EXTRAIT SOURCE:
Dès les premières semaines de la pandémie, le président Vladimir Poutine ordonne à l’appareil scientifique, politique et militaire de se mettre en ordre de bataille pour que la Russie dispose la première d’un vaccin. Quitte à prendre des raccourcis. Au printemps 2020, le chef de l’institut de recherche Gamaleïa, Alexandre Guintsbourg, se vante d’avoir conçu le produit. Il s’est personnellement administré une version expérimentale de ce qui deviendra le Spoutnik V. Puis, le 11 août, M. Poutine annonce l’homologation du tout premier vaccin contre le Covid-19 au monde, une proclamation accueillie avec scepticisme à l’étranger, ce produit n’ayant été testé que sur quelques dizaines de militaires. En réalité, avant même les essais de la Phase 3 sur des dizaines de milliers de volontaires, l’élite russe bénéficiait du vaccin, à l’instar d’une des filles du président russe. La vaccination de la population russe a quant à elle commencé en décembre 2020, au moment même où l’Europe et les États-Unis commençaient à recourir aux premiers vaccins créés par leurs firmes pharmaceutiques.

Spoutnik, le vaccin russe, marque le retour de la recherche russe dans l'élite scientifique mondiale

Depuis l’annonce des résultats scientifiques, la Russie savoure sans s’en cacher la reconnaissance à l’étranger de l’efficacité de son vaccin contre le coronavirus. « C’est une publication très importante qui est très convaincante au sujet de la fiabilité et de l’efficacité du vaccin russe », a claironné le porte-parole du Kremlin, Dmitri Peskov.

Selon le journal Kommersant, en plus de renforcer l’immunité, le vaccin Spoutnik V « stimule l’augmentation de l’autorité » de la Russie. La veille, Kirill Dmitriev, patron du fonds souverain russe et une des voix principales du vaccin, n’a pas mâché ses mots pour dénoncer « la campagne pour discréditer le vaccin » pendant des mois, affirmant que « la Russie avait raison depuis le début » et que cette publication faisait « échec et mat » à toutes les critiques. Ce succès marque aussi le retour dans l’élite scientifique mondiale de la recherche russe, un secteur décimé par les crises et la corruption depuis la chute de l’Union soviétique.

DONNÉES À ANALYSER:
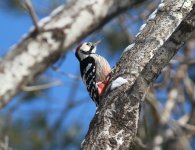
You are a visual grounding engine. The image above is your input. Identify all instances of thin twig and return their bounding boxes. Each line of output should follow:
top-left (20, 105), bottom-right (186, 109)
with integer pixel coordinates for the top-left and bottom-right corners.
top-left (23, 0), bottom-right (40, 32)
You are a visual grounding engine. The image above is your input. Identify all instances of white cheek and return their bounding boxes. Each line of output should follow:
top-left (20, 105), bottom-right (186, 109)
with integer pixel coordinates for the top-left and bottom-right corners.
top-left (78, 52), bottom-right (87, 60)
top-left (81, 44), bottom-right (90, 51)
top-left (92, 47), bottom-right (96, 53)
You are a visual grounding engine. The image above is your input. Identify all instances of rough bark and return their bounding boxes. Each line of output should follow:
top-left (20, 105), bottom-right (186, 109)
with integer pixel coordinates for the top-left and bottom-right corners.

QUESTIONS SUR L'EXTRAIT:
A. Répondez à ces questions sur l'extrait consacré au vaccin Spoutnik V :
(i) À quelle date M. Poutine annonce-t-il l'homologation du vaccin ?
(ii) Quand la vaccination de la population russe a-t-elle commencé ?
(iii) Quelle fonction occupe Kirill Dmitriev ?
B. Poursuivez l'extrait sur le vaccin Spoutnik V après sa dernière phrase.

LISTE DES RÉPONSES:
A.
(i) Le 11 août.
(ii) En décembre 2020.
(iii) Il est le patron du fonds souverain russe.

B.
La grande méfiance à l’automne de la communauté scientifique internationale faute de résultats publiés a d’ailleurs fort chagriné les scientifiques russes. Ainsi Vladimir Gushin, un des scientifiques à l’origine du vaccin et travaillants au centre Gamaleja de Moscou, vieux de 130 ans, s’est dit très touché par les soupçons étrangers. « C’est triste à voir. Comme si nous étions tous une bande de scientifiques russes fous qui ont versé quelque chose dans des flacons et ont ensuite dit : « Et maintenant, injecte-le-toi ! »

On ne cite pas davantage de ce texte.